---- 文本片段

• OpenStack_Swift源代码分析——Object-auditor源代码分析(2)


    1 Object-aduitor审计详细分析

    上一篇文章中,解说了Object-aduitor的启动,当中审计的详细运行是AuditorWorker实现的。在run_audit中实例化了AuditorWorker类,并调用audit_all_objects方法,以下看此方法的详细代码实现:

    def audit_all_objects(self, mode='once', device_dirs=None):
            #run_forever传过来的mode 为forever
            description = ''
            if device_dirs:
                device_dir_str = ','.join(sorted(device_dirs))
                description = _(' - %s') % device_dir_str
            self.logger.info(_('Begin object audit "%s" mode (%s%s)') %
                            (mode, self.auditor_type, description))
            begin = reported = time.time()
            self.total_bytes_processed = 0
            self.total_files_processed = 0
            total_quarantines = 0
            total_errors = 0
            time_auditing = 0
            #返回的是 device_dirs 下的文件hash列表
            #返回内容为 hsh_path, device, partition
            #all_locs 为设备self.device中device_dirs下的全部文件,为 AuditLocation(hsh_path, device, partition)对象
            all_locs = self.diskfile_mgr.object_audit_location_generator(
                device_dirs=device_dirs)

--------
---- 数据记录

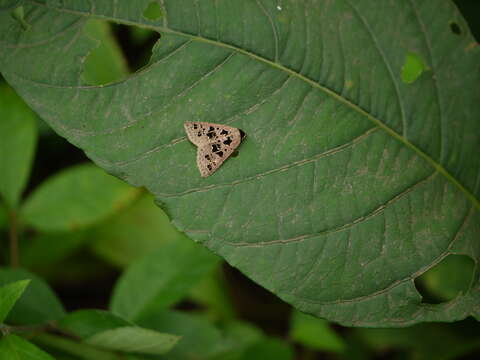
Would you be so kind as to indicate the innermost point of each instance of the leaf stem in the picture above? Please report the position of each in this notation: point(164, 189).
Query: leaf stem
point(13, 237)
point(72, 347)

--------
---- 数据记录

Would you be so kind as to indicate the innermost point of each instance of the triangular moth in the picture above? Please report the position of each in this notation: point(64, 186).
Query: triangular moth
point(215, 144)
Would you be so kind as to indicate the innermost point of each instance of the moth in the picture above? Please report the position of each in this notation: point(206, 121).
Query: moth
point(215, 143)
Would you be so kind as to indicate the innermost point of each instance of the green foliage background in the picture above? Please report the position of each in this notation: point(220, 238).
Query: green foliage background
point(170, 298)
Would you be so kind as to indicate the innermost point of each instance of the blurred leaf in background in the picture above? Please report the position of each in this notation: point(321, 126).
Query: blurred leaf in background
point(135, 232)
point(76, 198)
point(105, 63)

--------
---- 数据记录

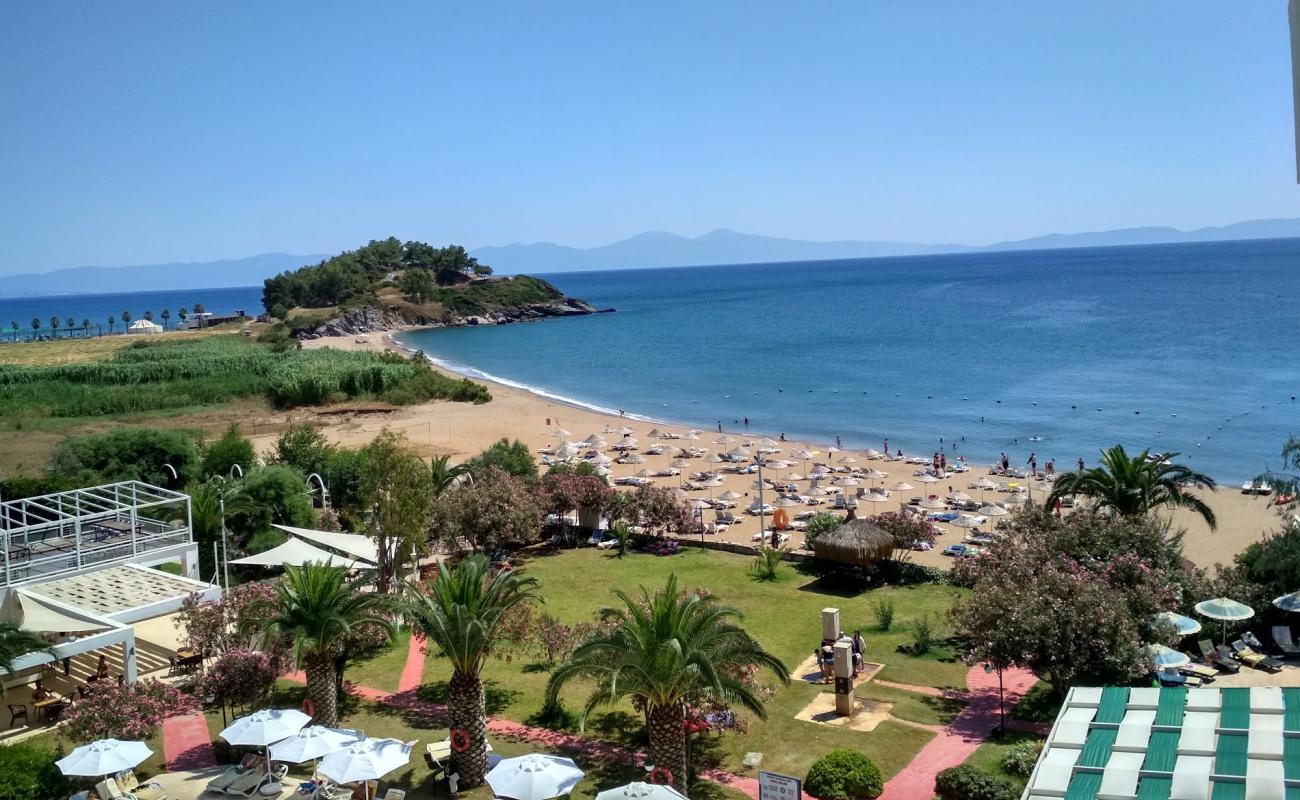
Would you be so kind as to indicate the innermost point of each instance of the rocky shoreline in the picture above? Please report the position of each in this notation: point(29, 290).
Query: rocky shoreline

--------

* **任务列表**
1. 根据 Object-auditor 源代码分析一文回答下列问题:
(a) 审计的详细运行由哪个类实现?
(b) 在 run_audit 中调用的是该类的哪个方法?
(c) run_forever 传给该方法的 mode 是什么值?
2. 列出 Object-auditor 源代码分析一文中,audit_all_objects 方法里被赋值为 0 的全部变量。
3. 接着 Object-auditor 源代码分析一文的末句往下写。

* **最终答案**
1.
(a) AuditorWorker
(b) audit_all_objects
(c) forever

2. self.total_bytes_processed、self.total_files_processed、total_quarantines、total_errors、time_auditing

3.
            for location in all_locs:
                loop_time = time.time()
                #一个个的审计
                self.failsafe_object_audit(location)
                self.logger.timing_since('timing', loop_time)
                self.files_running_time = ratelimit_sleep(
                    self.files_running_time, self.max_files_per_second)
                self.total_files_processed += 1
                now = time.time()
                if now - reported >= self.log_time:
                    self.logger.info(_(
                        'Object audit (%(type)s). '
                        'Since %(start_time)s: Locally: %(passes)d passed, '
                        '%(quars)d quarantined, %(errors)d errors '
                        'files/sec: %(frate).2f , bytes/sec: %(brate).2f, '
                        'Total time: %(total).2f, Auditing time: %(audit).2f, '
                        'Rate: %(audit_rate).2f') % {
                            'type': '%s%s' % (self.auditor_type, description),
                            'start_time': time.ctime(reported),
                            'passes': self.passes, 'quars': self.quarantines,
                            'errors': self.errors,
                            'frate': self.passes / (now - reported),
                            'brate': self.bytes_processed / (now - reported),
                            'total': (now - begin), 'audit': time_auditing,
                            'audit_rate': time_auditing / (now - begin)})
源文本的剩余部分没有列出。